Bloco de texto:
La ironía es una sonrisa –que no agrede, sabe perdonar– a costa del engolillamiento ajeno; el sarcasmo una venganza –¿o acto de justicia?– que expone en la luz las patas de barro del prepotente. Diferente es el perdón: pedirlo es pedir una segunda oportunidad, otorgarlo esacepotar el borrón y cuenta nueva. ¿Frente a qué estamos? Nos queda el buen humor. En portugués y castellano.

Estou gravemente enfermo. Gostaria de manifestar publicamente minhas escusas a todos que confiaram cegamente em mim. Acreditaram em meu suposto poder de multiplicar fortunas. Depositaram em minhas mãos o fruto de anos de trabalho, de economias familiares, o capital de seus empreendimentos.

Peço desculpas a quem assiste às suas economias evaporarem pelas chaminés virtuais das Bolsas de Valores, bem como àqueles que se encontram asfixiados pela inadimplência, os juros altos, a escassez de crédito, a proximidade da recessão.

Sei que nas últimas décadas extrapolei meus próprios limites. Arvorei-me em rei Midas, criei em torno de mim uma legião de devotos, como se eu tivesse poderes divinos. Meus apóstolos – os economistas neoliberais – saíram pelo mundo a apregoar que a saúde financeira dos países estaria tanto melhor quanto mais eles se ajoelhassem a meus pés.

Fiz governos e opinião pública acreditarem que o meu êxito seria proporcional à minha liberdade. Desatei-me das amarras da produção e do Estado, das leis e da moralidade. Reduzi todos os valores ao cassino global das Bolsas, transformei o crédito em produto de consumo, convenci parcela significativa da humanidade de que eu seria capaz de operar o milagre de fazer brotar dinheiro do próprio dinheiro, sem o lastro de bens e serviços.

Abracei a fé de que, frente às turbulências, eu seria capaz de me auto-regular, como ocorria à natureza antes de ter seu equilíbrio afetado pela ação predatória da chamada civilização. Tornei-me onipotente, supus-me onisciente, impus-me ao planeta como onipresente. Globalizei-me.

Enunciado da tarefa:
Redija a continuação do texto de pedido público de desculpas, começando logo após a última frase apresentada.

Linhas fornecidas:
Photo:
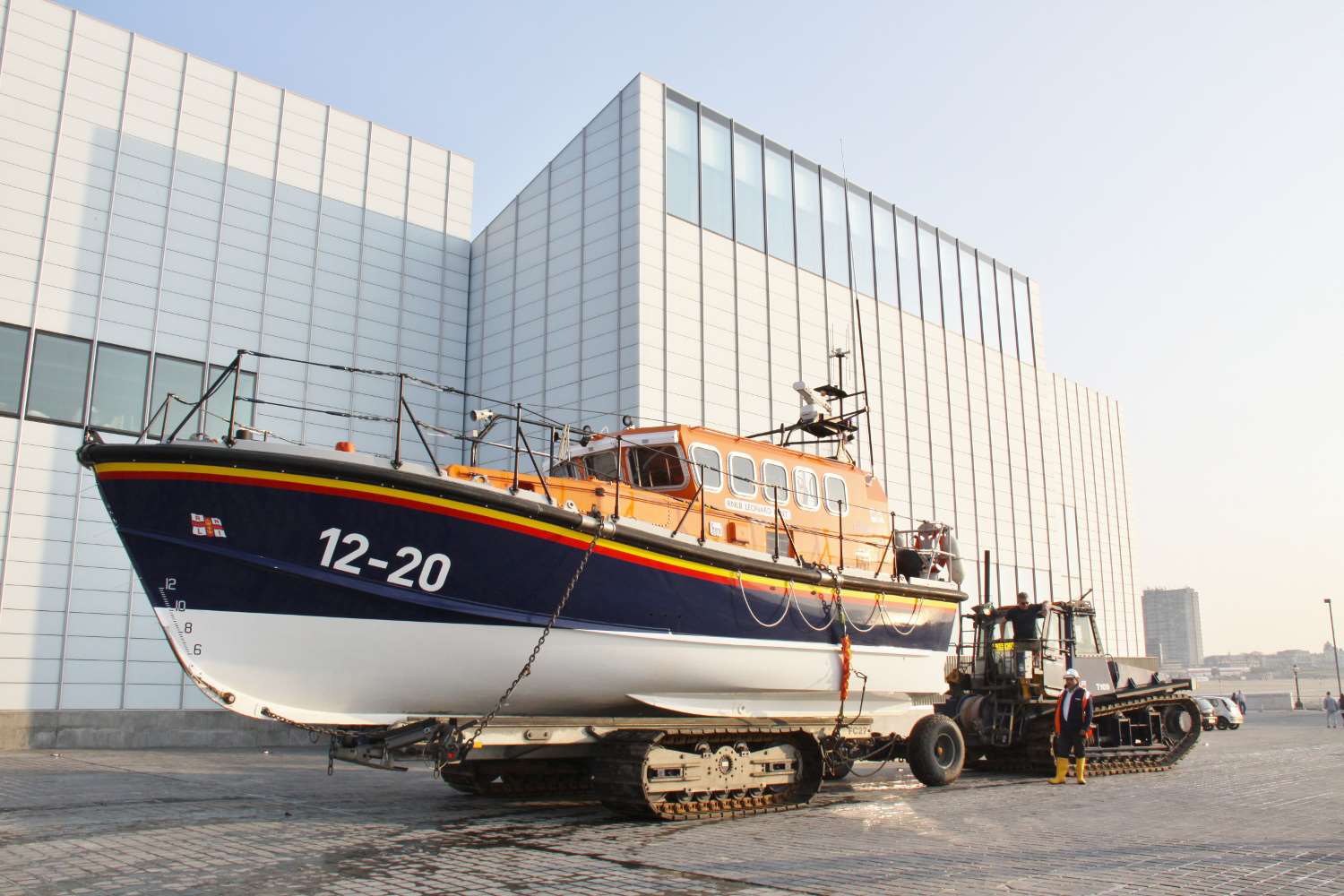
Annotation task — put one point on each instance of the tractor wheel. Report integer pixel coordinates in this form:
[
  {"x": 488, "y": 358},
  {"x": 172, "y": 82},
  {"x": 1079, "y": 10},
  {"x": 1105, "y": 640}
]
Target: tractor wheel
[{"x": 935, "y": 751}]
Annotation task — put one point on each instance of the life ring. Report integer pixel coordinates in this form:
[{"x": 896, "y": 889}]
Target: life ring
[{"x": 933, "y": 538}]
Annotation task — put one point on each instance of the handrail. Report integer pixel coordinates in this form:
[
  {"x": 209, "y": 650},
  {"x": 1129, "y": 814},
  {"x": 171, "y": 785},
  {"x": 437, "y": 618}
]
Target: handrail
[{"x": 832, "y": 535}]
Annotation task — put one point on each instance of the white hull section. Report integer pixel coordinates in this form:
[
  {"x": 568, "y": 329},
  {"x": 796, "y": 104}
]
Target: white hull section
[{"x": 331, "y": 670}]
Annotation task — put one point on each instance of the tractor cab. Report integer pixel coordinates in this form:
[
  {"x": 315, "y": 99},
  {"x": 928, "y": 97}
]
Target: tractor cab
[{"x": 1069, "y": 638}]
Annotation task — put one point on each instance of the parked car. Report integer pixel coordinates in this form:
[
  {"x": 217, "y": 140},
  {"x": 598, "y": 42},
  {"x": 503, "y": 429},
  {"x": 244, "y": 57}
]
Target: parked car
[
  {"x": 1207, "y": 715},
  {"x": 1228, "y": 713}
]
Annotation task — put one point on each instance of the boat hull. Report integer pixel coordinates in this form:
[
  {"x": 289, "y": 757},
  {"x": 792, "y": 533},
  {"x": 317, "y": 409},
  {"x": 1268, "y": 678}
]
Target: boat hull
[{"x": 338, "y": 592}]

Resposta esperada:
Passei a jamais fechar os olhos. Se a Bolsa de Tóquio silenciava à noite, lá estava eu eufórico na de São Paulo; se a de Nova York encerrava em baixa, eu me recompensava com a alta de Londres. Meu pregão em Wall Street fez de sua abertura uma liturgia televisionada para todo o orbe terrestre. Transformei-me na cornucópia de cuja boca muitos acreditavam que haveria sempre de jorrar riqueza fácil, imediata, abundante.

Peço desculpas por ter enganado a tantos em tão pouco tempo; em especial aos economistas que muito se esforçaram para tentar imunizar-me das influências do Estado. Sei que, agora, suas teorias derretem como suas ações, e o estado de depressão em que vivem se compara ao dos bancos e das grandes empresas.

Peço desculpas por induzir multidões a acolher, como santificadas, as palavras de meu sumo pontífice Alan Greenspan, que ocupou a sé financeira durante dezenove anos. Admito ter ele incorrido no pecado mortal de manter os juros baixos, inferiores ao índice da inflação, por longo período. Assim, estimulou milhões de usamericanos à busca de realizarem o sonho da casa própria. Obtiveram créditos, compraram imóveis e, devido ao aumento da demanda, elevei os preços e pressionei a inflação. Para contê-la, o governo subiu os juros… e a inadimplência se multiplicou como uma peste, minando a suposta solidez do sistema bancário.

Sofri um colapso. Os paradigmas que me sustentavam foram engolidos pela imprevisibilidade do buraco negro da falta de crédito. A fonte secou. Com as sandálias da humildade nos pés, rogo ao Estado que me proteja de uma morte vergonhosa. Não posso suportar a idéia de que eu, e não uma revolução de esquerda, sou o único responsável pela progressiva estatização do sistema financeiro. Não posso imaginar-me tutelado pelos governos, como nos países socialistas. Logo agora que os Bancos Centrais, uma instituição pública, ganhavam autonomia em relação aos governos que os criaram e tomavam assento na ceia de meus cardeais, o que vejo? Desmorona toda a cantilena de que fora de mim não há salvação.

Peço desculpas antecipadas pela quebradeira que se desencadeará neste mundo globalizado. Adeus ao crédito consignado! Os juros subirão na proporção da insegurança generalizada. Fechadas as torneiras do crédito, o consumidor se armará de cautelas e as empresas padecerão a sede de capital; obrigadas a reduzir a produção, farão o mesmo com o número de trabalhadores. Países exportadores, como o Brasil, verão menos clientes do outro lado do balcão; portanto, trarão menos dinheiro para dentro de seu caixa e precisarão repensar suas políticas econômicas.

Peço desculpas aos contribuintes dos países ricos que vêem seus impostos servirem de bóia de salvamento de bancos e financeiras, fortuna que deveria ser aplicada em direitos sociais, preservação ambiental e cultura.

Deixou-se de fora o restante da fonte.